▶ _과제 항목_:
아래 데이터에서 "positive"라는 문자열이 포함된 줄을 빠짐없이 추출하세요. 대소문자를 구분합니다.

▶ _주어진 데이터_:

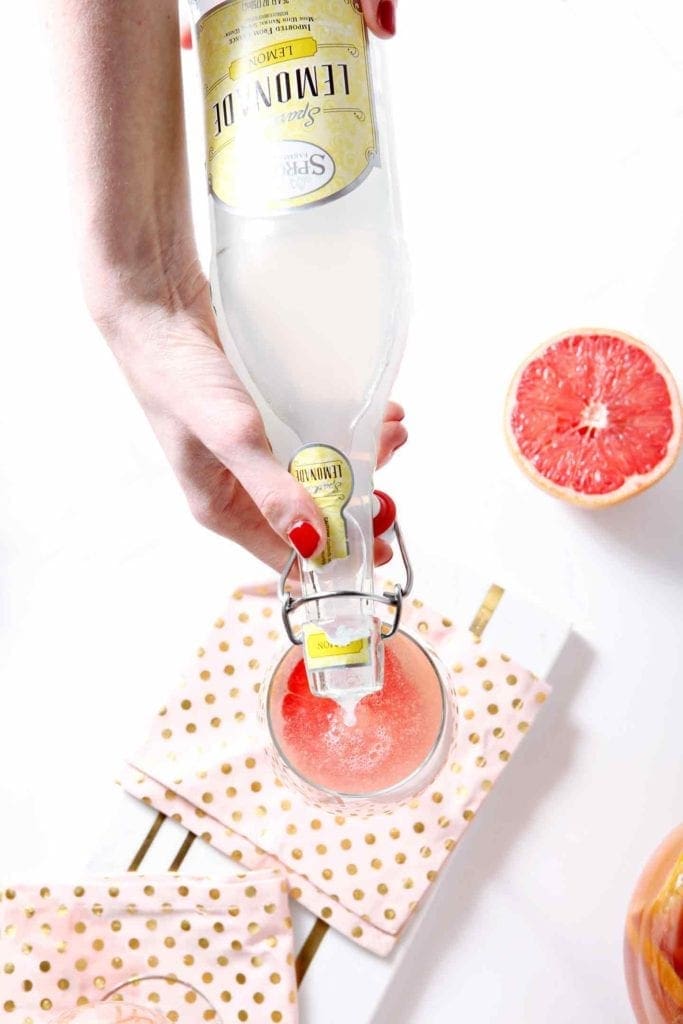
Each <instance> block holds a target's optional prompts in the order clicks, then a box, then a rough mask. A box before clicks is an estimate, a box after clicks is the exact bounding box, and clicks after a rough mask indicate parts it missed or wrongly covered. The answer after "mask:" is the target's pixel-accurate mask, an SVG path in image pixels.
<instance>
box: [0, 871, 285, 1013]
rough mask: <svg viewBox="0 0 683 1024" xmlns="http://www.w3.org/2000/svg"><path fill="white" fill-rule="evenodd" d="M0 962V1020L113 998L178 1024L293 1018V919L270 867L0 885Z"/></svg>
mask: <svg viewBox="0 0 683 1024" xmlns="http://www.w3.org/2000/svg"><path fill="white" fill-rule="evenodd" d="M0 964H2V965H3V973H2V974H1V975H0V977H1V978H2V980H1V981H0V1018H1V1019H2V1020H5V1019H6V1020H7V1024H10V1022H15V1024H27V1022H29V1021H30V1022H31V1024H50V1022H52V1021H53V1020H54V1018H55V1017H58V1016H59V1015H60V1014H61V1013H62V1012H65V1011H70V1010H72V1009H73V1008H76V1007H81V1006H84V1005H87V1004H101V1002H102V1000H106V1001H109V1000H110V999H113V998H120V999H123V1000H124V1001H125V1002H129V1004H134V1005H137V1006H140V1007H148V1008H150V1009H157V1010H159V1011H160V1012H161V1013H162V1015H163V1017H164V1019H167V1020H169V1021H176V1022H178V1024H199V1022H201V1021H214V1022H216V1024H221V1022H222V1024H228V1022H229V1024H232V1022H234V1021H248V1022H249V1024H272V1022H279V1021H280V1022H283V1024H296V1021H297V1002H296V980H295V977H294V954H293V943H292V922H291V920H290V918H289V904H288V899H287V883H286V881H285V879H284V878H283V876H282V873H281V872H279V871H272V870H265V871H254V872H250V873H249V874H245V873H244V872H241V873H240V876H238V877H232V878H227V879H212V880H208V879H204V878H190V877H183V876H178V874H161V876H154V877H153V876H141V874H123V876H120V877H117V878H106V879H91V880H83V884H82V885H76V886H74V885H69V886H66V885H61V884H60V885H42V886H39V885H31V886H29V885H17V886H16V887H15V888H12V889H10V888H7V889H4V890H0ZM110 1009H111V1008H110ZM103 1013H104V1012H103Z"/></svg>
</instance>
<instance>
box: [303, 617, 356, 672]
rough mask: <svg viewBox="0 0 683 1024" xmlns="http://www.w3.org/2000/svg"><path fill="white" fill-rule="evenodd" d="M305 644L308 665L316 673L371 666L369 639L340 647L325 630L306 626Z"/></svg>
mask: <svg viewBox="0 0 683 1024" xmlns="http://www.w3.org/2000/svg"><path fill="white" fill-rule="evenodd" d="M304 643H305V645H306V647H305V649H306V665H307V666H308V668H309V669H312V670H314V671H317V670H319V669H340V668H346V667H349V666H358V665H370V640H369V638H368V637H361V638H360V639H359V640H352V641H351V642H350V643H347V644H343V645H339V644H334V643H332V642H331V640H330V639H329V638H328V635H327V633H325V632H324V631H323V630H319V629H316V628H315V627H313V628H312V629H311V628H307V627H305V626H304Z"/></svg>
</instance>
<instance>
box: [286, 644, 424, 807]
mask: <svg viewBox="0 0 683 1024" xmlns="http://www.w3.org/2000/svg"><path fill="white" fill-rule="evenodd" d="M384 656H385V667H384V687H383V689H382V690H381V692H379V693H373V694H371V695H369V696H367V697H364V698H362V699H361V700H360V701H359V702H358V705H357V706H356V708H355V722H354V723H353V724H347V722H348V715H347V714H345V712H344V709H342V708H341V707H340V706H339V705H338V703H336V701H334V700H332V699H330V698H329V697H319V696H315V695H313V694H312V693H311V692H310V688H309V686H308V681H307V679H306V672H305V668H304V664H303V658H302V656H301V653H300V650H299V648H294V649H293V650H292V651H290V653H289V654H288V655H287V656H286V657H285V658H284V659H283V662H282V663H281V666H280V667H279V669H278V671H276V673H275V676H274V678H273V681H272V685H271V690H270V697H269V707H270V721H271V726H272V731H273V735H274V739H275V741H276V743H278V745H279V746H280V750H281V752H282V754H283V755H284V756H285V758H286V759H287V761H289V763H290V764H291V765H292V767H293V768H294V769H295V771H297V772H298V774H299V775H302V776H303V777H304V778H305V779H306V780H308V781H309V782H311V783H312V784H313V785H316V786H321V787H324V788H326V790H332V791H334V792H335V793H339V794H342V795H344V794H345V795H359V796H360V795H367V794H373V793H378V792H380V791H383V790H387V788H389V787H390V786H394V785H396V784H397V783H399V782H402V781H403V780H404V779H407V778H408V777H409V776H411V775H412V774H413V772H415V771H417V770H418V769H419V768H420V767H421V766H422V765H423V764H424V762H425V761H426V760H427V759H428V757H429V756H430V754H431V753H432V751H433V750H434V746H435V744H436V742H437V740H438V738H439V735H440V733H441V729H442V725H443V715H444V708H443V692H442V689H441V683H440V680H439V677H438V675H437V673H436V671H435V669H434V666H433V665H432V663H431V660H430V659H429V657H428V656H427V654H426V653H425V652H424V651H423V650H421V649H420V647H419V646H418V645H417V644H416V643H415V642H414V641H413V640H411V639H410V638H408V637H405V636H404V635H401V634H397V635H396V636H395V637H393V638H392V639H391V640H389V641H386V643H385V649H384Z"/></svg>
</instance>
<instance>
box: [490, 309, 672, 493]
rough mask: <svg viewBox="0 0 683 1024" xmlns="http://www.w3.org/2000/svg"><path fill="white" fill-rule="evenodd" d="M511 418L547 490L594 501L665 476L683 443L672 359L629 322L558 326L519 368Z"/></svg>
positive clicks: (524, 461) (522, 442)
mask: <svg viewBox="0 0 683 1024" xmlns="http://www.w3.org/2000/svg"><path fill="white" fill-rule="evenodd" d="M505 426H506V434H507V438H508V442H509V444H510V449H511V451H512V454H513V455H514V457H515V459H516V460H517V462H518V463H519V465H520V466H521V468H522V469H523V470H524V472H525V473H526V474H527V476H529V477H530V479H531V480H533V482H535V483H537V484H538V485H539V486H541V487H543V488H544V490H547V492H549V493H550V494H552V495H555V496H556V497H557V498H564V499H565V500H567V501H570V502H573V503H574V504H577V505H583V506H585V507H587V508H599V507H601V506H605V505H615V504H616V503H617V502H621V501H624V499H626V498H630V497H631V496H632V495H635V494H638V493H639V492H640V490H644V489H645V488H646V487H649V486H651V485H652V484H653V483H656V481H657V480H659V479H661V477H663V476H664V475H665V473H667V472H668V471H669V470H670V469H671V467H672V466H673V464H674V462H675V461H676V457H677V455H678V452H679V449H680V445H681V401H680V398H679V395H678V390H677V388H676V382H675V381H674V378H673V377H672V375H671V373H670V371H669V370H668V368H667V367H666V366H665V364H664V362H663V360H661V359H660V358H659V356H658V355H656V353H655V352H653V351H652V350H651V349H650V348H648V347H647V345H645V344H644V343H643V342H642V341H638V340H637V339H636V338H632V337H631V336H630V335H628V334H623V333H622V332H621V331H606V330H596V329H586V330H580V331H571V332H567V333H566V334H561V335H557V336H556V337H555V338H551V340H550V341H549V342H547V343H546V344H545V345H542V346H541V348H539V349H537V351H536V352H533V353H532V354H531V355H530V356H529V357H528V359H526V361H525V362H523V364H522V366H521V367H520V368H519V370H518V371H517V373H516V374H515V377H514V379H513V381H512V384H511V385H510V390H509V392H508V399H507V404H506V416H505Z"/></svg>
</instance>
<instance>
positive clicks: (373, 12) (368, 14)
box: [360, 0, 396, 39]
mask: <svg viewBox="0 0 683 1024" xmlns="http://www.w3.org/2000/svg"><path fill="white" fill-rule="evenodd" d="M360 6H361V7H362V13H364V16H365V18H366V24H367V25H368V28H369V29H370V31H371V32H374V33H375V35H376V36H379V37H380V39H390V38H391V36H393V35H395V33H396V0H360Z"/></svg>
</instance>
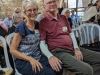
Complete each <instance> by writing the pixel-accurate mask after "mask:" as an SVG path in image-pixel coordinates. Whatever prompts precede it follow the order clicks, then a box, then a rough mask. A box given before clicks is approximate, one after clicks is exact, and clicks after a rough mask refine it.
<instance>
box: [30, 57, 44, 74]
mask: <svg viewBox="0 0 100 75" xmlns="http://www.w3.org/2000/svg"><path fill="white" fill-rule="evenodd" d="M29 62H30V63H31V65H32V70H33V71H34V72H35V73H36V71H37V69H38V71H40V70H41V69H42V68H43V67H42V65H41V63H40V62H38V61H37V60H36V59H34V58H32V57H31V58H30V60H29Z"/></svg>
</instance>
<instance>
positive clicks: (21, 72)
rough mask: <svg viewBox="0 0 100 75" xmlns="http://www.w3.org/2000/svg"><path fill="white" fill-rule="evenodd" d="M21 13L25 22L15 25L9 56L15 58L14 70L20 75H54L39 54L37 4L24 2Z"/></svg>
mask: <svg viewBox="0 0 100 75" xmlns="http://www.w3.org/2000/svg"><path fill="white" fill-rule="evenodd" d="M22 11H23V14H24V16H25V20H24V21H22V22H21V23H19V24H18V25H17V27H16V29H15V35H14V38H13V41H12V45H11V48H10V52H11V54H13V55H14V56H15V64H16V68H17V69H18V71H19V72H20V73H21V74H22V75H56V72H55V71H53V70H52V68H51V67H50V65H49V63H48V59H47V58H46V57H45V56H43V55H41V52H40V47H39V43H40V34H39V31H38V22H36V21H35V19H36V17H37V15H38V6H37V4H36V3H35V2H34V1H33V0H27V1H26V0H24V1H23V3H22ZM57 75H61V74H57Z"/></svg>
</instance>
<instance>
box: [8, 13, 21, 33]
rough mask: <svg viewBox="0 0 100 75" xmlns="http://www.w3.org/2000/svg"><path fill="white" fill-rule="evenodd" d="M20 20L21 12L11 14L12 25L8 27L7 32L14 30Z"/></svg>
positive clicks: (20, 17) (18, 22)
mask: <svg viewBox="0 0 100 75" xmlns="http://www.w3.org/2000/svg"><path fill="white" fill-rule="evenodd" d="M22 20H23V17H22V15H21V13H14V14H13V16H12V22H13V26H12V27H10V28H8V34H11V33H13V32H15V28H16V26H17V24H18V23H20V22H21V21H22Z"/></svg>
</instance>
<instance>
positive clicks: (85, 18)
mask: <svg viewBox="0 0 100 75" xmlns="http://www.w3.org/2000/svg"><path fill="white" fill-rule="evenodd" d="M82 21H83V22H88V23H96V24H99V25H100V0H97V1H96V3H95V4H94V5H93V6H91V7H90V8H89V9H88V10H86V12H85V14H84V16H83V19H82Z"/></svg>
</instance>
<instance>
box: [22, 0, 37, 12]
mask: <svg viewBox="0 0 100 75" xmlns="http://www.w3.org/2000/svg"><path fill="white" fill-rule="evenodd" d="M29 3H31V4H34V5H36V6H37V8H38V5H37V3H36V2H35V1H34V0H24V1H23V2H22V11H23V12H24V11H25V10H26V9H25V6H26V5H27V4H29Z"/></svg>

▶ _완성 답안_:
positive clicks: (524, 461) (522, 442)
positive clicks: (373, 12) (368, 14)
positive clicks: (21, 72)
positive clicks: (20, 17) (18, 22)
positive clicks: (85, 18)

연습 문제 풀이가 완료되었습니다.